#### WORK REQUIRED
The lines from the one holding "x=161, y=443" to the end of the records below, exactly as written, are the only thing to return.

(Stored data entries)

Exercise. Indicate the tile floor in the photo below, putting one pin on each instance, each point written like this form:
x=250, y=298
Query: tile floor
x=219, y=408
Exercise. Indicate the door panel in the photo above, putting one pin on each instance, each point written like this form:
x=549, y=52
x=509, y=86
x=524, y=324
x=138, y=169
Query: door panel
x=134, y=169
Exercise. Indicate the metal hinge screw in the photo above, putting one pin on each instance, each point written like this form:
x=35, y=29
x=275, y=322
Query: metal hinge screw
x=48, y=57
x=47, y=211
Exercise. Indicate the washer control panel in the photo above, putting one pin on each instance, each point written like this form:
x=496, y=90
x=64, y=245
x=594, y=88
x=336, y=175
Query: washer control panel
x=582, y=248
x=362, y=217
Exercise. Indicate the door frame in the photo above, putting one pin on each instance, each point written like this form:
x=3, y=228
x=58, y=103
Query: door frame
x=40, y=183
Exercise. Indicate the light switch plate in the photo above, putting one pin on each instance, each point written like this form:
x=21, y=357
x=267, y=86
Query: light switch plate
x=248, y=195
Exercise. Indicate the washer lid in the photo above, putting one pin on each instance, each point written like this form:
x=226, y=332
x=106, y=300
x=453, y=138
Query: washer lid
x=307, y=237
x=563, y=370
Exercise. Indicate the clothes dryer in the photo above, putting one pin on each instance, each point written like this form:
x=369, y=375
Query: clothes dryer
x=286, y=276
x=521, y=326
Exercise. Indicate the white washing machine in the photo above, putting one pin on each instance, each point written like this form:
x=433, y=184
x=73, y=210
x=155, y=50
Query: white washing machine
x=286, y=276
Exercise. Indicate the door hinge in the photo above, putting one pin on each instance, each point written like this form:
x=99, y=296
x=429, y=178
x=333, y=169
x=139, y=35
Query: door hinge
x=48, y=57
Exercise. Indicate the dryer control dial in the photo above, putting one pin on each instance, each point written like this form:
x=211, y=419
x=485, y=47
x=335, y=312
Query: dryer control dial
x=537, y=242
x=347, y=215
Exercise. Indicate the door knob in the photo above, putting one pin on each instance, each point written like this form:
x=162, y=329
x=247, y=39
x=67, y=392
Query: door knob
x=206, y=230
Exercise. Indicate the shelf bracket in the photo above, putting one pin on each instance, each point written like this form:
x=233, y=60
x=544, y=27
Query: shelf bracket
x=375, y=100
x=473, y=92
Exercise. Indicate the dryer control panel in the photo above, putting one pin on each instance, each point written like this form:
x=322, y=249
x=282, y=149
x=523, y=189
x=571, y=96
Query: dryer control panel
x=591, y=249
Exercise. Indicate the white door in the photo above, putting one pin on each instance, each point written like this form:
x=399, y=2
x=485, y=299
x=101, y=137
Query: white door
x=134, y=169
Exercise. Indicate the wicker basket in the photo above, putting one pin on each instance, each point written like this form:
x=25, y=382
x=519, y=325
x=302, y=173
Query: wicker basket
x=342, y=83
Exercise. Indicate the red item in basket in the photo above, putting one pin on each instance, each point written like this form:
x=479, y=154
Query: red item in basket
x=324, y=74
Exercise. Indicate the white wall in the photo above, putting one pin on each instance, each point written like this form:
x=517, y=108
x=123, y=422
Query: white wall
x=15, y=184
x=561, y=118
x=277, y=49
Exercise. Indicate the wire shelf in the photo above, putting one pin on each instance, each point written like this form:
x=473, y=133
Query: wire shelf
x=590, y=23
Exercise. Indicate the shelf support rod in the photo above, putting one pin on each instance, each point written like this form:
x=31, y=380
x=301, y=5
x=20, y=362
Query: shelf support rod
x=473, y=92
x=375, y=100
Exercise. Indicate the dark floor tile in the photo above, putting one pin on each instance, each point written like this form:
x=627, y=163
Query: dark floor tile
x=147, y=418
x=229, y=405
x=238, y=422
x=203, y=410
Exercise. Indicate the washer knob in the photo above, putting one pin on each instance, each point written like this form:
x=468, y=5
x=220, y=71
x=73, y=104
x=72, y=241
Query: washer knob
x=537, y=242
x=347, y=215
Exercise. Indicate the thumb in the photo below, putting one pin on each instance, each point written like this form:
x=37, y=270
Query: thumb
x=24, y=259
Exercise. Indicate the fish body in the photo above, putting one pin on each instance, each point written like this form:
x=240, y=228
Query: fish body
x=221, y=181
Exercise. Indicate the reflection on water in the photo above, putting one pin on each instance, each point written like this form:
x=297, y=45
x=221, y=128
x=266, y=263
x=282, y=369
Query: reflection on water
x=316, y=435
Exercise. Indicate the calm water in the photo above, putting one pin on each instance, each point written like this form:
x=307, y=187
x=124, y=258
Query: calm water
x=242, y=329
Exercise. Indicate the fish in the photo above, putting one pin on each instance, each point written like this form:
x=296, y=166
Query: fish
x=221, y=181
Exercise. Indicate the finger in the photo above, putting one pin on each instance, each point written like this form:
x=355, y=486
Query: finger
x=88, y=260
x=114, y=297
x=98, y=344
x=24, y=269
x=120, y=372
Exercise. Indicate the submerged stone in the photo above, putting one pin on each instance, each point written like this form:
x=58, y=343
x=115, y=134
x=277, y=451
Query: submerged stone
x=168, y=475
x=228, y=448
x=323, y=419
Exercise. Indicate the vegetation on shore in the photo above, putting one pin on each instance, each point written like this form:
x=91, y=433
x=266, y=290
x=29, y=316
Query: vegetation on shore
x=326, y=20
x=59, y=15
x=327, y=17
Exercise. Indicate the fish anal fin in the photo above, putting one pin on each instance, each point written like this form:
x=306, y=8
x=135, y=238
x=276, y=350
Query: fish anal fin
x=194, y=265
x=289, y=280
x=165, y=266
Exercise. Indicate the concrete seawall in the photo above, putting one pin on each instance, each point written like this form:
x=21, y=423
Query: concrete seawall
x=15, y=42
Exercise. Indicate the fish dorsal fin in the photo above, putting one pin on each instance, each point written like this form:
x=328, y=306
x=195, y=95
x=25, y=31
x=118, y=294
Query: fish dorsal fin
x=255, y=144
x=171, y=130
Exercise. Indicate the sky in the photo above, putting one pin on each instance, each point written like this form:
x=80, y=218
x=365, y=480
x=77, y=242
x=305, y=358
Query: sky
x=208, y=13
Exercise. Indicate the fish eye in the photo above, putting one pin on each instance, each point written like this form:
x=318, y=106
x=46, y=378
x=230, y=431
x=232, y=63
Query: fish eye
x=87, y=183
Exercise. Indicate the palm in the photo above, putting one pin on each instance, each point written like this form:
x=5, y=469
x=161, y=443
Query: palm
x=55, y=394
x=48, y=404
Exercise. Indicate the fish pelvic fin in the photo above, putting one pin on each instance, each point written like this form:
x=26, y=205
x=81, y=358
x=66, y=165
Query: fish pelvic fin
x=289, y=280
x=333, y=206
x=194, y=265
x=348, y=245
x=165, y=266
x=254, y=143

#### TASK RESULT
x=161, y=443
Query: palm
x=55, y=394
x=48, y=404
Exercise. Indicate the fish pelvic fin in the photo above, putting one pin on each instance, each point written like this form:
x=26, y=205
x=81, y=358
x=66, y=165
Query: fish pelvic fin
x=289, y=280
x=333, y=206
x=194, y=265
x=348, y=245
x=165, y=266
x=254, y=143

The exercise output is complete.